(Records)
________
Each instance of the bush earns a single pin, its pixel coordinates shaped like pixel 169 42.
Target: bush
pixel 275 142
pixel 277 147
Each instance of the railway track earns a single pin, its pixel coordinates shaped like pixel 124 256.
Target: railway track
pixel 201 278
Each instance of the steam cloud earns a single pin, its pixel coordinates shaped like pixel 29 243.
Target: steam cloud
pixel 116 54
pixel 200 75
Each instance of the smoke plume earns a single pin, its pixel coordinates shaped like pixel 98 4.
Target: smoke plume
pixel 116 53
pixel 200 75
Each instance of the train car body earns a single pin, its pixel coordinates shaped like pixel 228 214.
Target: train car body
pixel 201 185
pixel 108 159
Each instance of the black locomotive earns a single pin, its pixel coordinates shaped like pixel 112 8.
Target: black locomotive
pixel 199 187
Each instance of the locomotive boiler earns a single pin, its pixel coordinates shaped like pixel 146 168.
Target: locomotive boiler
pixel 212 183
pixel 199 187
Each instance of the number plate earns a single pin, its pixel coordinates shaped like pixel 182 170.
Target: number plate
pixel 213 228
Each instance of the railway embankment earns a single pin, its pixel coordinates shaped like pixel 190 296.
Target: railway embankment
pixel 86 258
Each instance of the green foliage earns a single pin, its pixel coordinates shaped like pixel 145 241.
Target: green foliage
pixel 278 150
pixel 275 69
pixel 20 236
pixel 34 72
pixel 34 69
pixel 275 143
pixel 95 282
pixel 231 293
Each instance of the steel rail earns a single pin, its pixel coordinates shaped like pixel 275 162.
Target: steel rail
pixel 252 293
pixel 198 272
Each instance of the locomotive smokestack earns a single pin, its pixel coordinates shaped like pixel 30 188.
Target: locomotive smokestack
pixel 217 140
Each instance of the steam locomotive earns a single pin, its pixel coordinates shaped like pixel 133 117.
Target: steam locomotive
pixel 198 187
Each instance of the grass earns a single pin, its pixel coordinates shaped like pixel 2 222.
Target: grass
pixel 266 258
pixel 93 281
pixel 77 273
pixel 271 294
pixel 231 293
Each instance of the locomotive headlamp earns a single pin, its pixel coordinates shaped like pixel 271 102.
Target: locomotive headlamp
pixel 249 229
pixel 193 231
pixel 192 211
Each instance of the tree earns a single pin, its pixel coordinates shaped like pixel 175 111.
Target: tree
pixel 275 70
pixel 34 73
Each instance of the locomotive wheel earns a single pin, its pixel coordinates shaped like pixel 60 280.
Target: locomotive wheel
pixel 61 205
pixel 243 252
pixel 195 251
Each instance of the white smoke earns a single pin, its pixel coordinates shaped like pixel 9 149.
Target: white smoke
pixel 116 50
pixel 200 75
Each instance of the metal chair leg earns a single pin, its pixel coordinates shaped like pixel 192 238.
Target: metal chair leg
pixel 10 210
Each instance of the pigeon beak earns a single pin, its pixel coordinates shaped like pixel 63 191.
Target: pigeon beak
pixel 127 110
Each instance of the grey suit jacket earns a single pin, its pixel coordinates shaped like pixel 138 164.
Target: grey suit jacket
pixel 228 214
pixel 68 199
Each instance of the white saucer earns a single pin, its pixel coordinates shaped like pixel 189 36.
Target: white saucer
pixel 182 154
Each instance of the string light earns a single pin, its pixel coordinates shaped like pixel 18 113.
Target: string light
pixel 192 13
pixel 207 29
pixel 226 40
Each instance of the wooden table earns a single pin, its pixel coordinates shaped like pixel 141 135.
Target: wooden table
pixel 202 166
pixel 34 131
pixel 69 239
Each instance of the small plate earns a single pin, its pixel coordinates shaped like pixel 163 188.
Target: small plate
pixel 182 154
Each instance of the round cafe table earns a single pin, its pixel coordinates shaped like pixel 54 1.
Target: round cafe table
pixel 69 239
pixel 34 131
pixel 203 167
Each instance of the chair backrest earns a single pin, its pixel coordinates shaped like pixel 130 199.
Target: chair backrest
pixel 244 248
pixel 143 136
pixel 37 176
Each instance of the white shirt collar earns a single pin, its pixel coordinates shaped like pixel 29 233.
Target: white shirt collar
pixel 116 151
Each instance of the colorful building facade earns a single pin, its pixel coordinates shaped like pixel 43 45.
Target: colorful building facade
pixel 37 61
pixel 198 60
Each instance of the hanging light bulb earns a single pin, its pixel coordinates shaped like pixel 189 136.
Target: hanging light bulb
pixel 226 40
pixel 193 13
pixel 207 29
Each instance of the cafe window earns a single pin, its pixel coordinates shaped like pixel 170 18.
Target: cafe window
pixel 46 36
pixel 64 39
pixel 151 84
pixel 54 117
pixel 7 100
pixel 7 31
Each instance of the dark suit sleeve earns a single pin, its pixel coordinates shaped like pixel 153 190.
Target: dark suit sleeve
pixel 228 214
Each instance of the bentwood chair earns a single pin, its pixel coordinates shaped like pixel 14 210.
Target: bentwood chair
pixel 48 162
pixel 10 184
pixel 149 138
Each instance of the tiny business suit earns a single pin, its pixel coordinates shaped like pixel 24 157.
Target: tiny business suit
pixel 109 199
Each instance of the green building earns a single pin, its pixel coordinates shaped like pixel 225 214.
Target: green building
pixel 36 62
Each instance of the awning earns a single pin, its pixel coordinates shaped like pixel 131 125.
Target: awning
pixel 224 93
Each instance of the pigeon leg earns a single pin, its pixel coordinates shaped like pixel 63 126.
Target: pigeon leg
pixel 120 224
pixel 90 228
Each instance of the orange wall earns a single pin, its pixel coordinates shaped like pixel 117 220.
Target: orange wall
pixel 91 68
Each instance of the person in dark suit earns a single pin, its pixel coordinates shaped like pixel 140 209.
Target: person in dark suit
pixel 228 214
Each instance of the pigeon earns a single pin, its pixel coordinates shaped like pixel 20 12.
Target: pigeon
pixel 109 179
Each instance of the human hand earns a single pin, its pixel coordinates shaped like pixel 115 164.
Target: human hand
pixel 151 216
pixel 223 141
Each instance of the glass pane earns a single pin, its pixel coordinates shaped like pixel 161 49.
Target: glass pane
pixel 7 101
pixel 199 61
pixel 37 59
________
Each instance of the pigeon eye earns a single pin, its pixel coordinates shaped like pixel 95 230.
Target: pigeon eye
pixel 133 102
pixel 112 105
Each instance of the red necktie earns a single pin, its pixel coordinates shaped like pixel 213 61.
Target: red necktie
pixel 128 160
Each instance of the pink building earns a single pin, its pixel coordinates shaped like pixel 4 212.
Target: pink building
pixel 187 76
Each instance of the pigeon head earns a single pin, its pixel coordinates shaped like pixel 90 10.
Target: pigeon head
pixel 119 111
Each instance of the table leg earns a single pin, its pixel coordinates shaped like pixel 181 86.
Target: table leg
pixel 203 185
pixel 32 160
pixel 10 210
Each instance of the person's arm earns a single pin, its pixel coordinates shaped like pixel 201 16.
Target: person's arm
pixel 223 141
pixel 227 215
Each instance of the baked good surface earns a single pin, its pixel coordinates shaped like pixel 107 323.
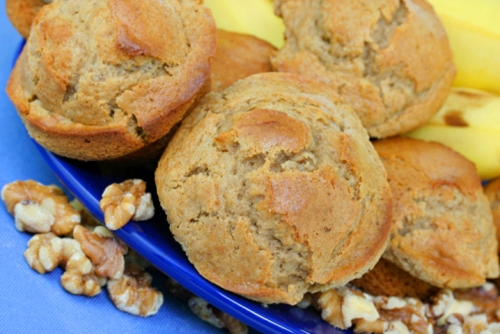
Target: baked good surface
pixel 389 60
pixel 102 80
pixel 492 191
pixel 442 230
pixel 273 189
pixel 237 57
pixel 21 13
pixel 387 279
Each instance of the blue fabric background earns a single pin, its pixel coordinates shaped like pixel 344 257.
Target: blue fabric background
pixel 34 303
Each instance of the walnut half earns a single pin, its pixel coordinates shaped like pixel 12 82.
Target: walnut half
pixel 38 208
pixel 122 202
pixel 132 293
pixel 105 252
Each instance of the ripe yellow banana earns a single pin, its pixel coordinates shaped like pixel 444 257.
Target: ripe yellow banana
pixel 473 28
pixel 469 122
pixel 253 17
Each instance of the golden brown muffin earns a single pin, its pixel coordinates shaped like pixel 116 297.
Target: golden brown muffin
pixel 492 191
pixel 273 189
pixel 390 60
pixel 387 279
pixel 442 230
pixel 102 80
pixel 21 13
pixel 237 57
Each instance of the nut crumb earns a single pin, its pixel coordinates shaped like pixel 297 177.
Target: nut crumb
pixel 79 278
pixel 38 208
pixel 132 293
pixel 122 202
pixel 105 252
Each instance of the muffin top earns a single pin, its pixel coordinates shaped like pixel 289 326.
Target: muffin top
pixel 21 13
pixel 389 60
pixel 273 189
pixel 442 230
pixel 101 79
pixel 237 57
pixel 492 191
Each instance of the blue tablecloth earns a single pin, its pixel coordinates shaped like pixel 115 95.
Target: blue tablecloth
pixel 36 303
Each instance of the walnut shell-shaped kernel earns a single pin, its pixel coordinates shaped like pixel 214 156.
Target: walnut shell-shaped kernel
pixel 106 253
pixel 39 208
________
Change "bentwood chair" to "wooden chair" in the material, starting at the line containing "Each instance of the white shirt" and ending at the line containing "pixel 109 199". Give back only those lines, with nothing else altered.

» **Response to the task**:
Each instance of the white shirt collar earns a single pin, its pixel coordinates shaped like pixel 29 233.
Target: white shirt collar
pixel 116 151
Each instance of the colorful building facade earns a single pin, its pixel coordinates shaped like pixel 43 45.
Target: colorful building facade
pixel 37 61
pixel 198 60
Each instance of the hanging light bulb earns a single pin, its pixel coordinates shaped like pixel 189 136.
Target: hanging light bulb
pixel 226 40
pixel 193 13
pixel 207 29
Each instance of the cafe window earns a single pin, its pixel coordinates shaped like pixel 170 18.
Target: cafe window
pixel 46 36
pixel 64 39
pixel 151 84
pixel 54 117
pixel 7 100
pixel 7 31
Each instance of the dark suit sleeve earns a single pin, its pixel coordinates shaped like pixel 153 190.
Target: dark suit sleeve
pixel 228 214
Each instance of the wooden chair earns a single pin, its pixel coordinates shaped like pixel 14 210.
Target: wooden chair
pixel 48 162
pixel 10 184
pixel 149 138
Each instance of the tiny business suit earns a single pin, its pixel coordinates shaped like pixel 24 157.
Target: tiny business suit
pixel 109 199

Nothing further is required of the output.